▸ PROVIDED PASSAGE:
As per claim 2, the combination of Nie and Uky as shown above teaches the method of claim 1, Nie further teaches:
wherein the decision-making data structure includes data regarding the plurality of states, and data regarding one action for each of the plurality of states. (Nie, Page 3, Col. 2., Team-Q Learning Based Power Control section discloses “In team-Q learning, the agents, states, actions and reward function are defined as follows: Agent: The agents are D2D transmitters. A D2D transmitter is denoted by D2D i, 1 ≤ i ≤ n, State: The state of D2D user i on RB k at time t is defined as… Action: The action of each agent consists of a set of transmitting power levels” And Page 4, Col. 1, Distributed Q-Learning section discloses “Distributed Q-learning can decompose the large Q-value table in team-Q to multiple small ones…  the dimension of Q-table in distributed-Q turns to be n × |S| × |A|” (Q-Table consists of actions for the plurality of states within the table. The action of an agent consists a single action))

As per claim 3, the combination of Nie and Uky as shown above teaches the method of claim 2, Nie further teaches:
wherein the machine learning data structure further comprises a rating value associated with each of the plurality of possible actions for each of the plurality of states, (Nie, Page 3, Col. 2, 7th Para. discloses “There are many ways to choose actions based on the current Q-value estimation, in this paper we use -greedy strategy…” (Q-value being the highest rating. Q-table consists of Q-values where a row in the Q-table has a highest Q-value that is chosen using a greedy strategy))

▸ TASKS TO PERFORM:
(a) In the passage on claims 2 and 3, what are the agents in team-Q learning as Nie defines them?
(b) Write the next part of the passage on claims 2 and 3, picking up after its last sentence.
The rows have nothing to do with this work.

▸ LISTING:
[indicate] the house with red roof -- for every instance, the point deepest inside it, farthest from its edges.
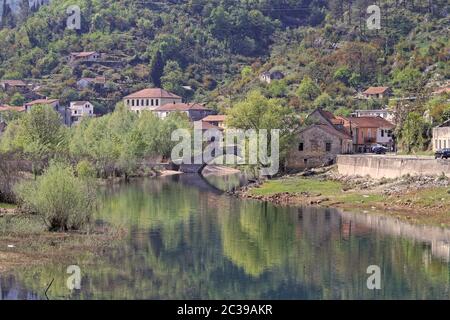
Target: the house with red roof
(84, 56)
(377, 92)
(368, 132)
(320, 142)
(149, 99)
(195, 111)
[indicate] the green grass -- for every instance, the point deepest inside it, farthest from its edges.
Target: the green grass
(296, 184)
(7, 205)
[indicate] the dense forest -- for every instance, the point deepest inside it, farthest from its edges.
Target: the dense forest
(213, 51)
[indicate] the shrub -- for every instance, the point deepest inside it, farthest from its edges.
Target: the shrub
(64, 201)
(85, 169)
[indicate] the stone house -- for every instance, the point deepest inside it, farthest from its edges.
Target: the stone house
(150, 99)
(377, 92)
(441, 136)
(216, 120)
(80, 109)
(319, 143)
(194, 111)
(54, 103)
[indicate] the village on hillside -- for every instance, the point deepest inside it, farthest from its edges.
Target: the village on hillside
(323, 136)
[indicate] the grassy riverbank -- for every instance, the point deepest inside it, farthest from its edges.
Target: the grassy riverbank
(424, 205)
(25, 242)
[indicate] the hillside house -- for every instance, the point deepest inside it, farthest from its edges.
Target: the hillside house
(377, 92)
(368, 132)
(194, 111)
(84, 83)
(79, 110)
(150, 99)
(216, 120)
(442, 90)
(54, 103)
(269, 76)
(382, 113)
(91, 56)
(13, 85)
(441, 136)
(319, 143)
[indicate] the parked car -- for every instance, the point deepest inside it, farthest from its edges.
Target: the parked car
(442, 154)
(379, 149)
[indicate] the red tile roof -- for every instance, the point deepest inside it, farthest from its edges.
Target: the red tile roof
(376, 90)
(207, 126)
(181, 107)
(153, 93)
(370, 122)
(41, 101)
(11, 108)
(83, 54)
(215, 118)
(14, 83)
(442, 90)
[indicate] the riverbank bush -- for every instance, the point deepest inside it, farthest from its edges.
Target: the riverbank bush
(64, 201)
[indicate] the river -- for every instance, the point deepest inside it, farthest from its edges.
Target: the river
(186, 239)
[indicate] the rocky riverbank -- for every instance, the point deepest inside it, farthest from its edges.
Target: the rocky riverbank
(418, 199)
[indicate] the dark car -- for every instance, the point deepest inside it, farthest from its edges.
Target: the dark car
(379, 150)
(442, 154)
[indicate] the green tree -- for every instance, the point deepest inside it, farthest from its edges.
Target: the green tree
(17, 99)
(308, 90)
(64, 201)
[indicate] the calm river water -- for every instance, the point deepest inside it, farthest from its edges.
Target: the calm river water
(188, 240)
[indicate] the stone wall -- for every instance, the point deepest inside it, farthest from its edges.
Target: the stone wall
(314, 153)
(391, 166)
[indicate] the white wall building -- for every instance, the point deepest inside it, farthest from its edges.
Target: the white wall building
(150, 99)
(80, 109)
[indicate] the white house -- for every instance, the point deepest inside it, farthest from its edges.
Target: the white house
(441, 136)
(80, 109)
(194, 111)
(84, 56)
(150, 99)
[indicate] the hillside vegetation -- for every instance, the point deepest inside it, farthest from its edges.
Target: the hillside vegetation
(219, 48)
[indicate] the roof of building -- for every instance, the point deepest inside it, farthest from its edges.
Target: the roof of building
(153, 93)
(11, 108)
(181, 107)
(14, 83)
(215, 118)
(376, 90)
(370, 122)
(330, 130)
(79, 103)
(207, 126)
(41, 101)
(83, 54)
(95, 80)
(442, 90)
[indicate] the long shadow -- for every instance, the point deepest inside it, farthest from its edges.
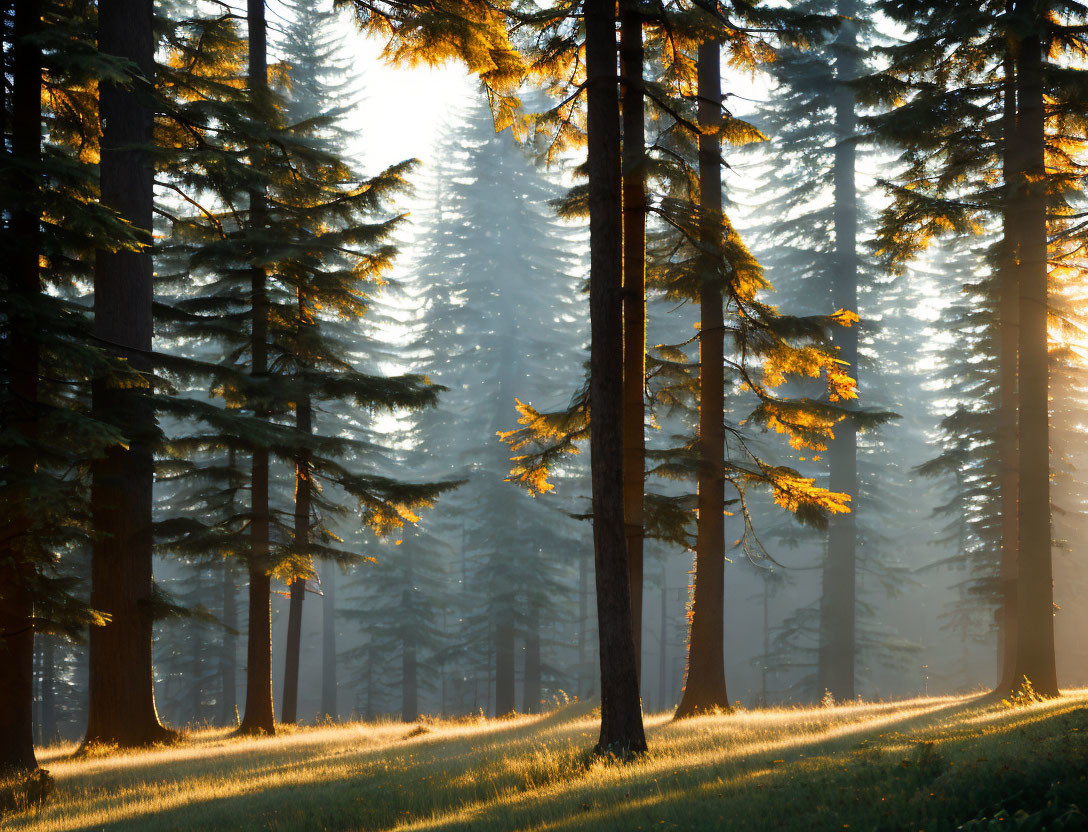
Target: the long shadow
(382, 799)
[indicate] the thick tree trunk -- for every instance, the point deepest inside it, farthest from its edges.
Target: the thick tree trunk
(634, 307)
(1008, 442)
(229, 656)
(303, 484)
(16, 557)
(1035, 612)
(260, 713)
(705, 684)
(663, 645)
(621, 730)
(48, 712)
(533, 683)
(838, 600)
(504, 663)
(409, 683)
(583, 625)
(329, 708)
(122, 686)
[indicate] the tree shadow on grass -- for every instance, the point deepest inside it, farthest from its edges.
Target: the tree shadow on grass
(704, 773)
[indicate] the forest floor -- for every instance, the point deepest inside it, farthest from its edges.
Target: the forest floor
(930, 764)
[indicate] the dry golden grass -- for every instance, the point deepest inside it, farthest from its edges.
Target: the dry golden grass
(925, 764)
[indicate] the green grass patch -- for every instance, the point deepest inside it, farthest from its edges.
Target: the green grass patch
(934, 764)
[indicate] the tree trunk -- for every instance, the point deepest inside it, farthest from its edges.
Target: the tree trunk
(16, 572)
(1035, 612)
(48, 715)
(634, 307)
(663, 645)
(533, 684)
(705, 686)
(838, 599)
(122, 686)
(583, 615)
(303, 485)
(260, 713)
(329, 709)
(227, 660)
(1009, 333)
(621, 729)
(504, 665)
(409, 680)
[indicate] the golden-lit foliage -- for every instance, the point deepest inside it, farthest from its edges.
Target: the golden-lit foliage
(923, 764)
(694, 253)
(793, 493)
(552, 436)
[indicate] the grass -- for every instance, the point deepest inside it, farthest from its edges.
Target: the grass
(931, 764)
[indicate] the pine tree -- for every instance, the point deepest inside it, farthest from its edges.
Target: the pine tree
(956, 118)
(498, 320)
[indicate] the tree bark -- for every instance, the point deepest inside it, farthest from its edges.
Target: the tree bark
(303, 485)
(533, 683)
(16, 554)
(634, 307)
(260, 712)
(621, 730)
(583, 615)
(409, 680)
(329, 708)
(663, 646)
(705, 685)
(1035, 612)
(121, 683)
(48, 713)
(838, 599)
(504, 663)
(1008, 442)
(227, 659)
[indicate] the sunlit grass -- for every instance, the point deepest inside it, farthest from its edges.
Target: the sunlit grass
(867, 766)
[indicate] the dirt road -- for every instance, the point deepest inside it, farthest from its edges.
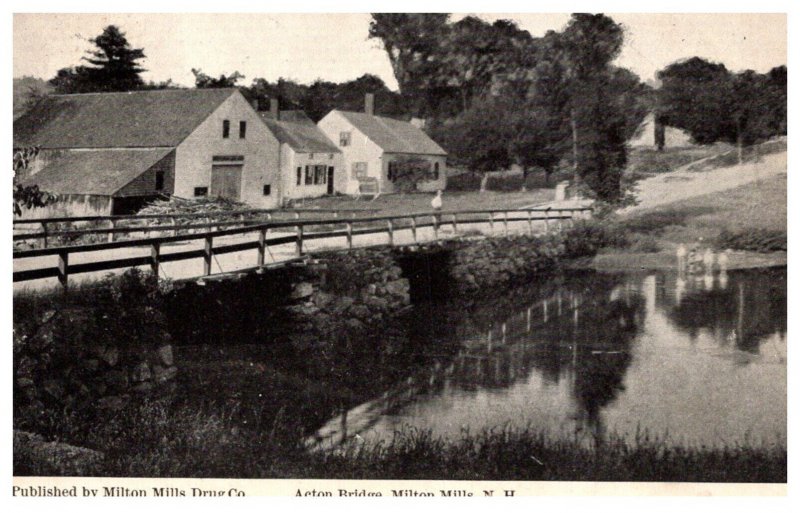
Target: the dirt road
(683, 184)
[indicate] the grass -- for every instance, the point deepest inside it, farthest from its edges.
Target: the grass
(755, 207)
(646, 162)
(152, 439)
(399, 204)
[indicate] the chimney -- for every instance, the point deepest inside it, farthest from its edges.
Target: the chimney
---
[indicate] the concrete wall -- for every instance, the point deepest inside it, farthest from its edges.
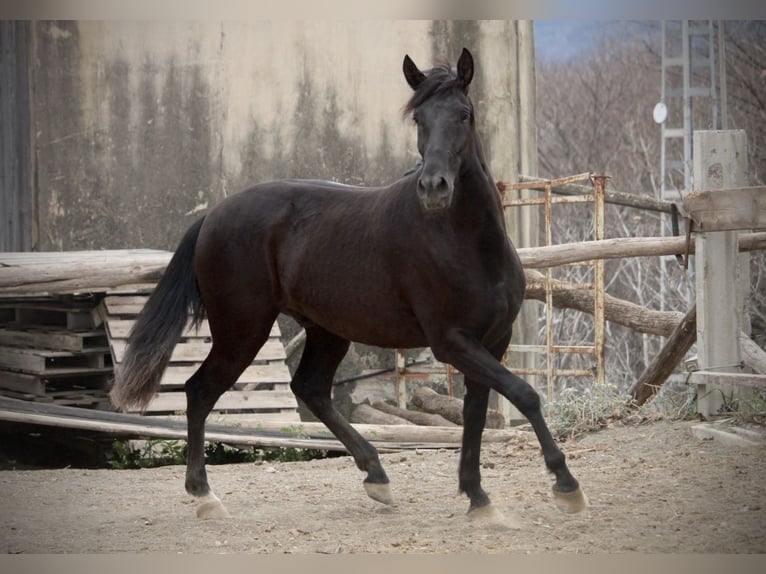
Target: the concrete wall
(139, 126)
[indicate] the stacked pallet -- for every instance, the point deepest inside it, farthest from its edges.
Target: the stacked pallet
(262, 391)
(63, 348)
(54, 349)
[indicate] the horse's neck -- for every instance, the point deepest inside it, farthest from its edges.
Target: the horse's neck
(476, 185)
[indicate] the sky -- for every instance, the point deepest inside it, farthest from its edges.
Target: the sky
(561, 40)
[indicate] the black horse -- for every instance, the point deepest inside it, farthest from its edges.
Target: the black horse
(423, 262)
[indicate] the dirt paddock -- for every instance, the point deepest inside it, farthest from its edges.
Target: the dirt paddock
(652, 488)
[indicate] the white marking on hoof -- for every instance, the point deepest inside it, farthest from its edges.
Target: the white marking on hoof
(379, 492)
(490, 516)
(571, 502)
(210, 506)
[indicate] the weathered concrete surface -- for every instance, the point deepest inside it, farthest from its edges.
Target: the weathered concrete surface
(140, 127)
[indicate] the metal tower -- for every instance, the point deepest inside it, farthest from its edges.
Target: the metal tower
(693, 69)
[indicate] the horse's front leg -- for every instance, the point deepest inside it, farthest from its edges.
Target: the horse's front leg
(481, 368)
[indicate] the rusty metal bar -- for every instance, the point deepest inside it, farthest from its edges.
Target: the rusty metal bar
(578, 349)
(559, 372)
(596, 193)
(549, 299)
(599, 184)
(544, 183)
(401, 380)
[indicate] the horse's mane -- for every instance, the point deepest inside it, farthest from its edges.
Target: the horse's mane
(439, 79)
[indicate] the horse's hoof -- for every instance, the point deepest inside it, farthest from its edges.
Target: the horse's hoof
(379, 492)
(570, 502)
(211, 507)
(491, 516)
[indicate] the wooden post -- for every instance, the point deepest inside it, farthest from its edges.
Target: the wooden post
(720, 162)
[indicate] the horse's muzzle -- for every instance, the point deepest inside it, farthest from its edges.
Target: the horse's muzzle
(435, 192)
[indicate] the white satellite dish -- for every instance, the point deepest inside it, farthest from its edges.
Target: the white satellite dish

▸ EXERCISE RESPONSES:
(a) The D2D transmitters.

(b)
wherein the one action for each of the plurality of states in the decision- making data structure corresponds to an action with a highest rating value among the plurality of possible actions for each of the plurality of states in the machine learning data structure. (Nie, Page 3, Col. 2, 7th Para. discloses “There are many ways to choose actions based on the current Q-value estimation, in this paper we use greedy strategy…” (Q-value being the highest rating. Q-table consists of Q-values where a row in the Q-table has a highest Q-value that is chosen using a greedy strategy. Additionally Algorithm 1 discloses the Q-table having a maximum Q-value))
(Nie, Page 3, Col. 2, 7th Para. discloses “There are many ways to choose actions based on the current Q-value estimation, in this paper we use -greedy strategy…” (Q-value being the highest rating. Q-table consists of Q-values where a row in the Q-table has a highest Q-value that is chosen using a greedy strategy))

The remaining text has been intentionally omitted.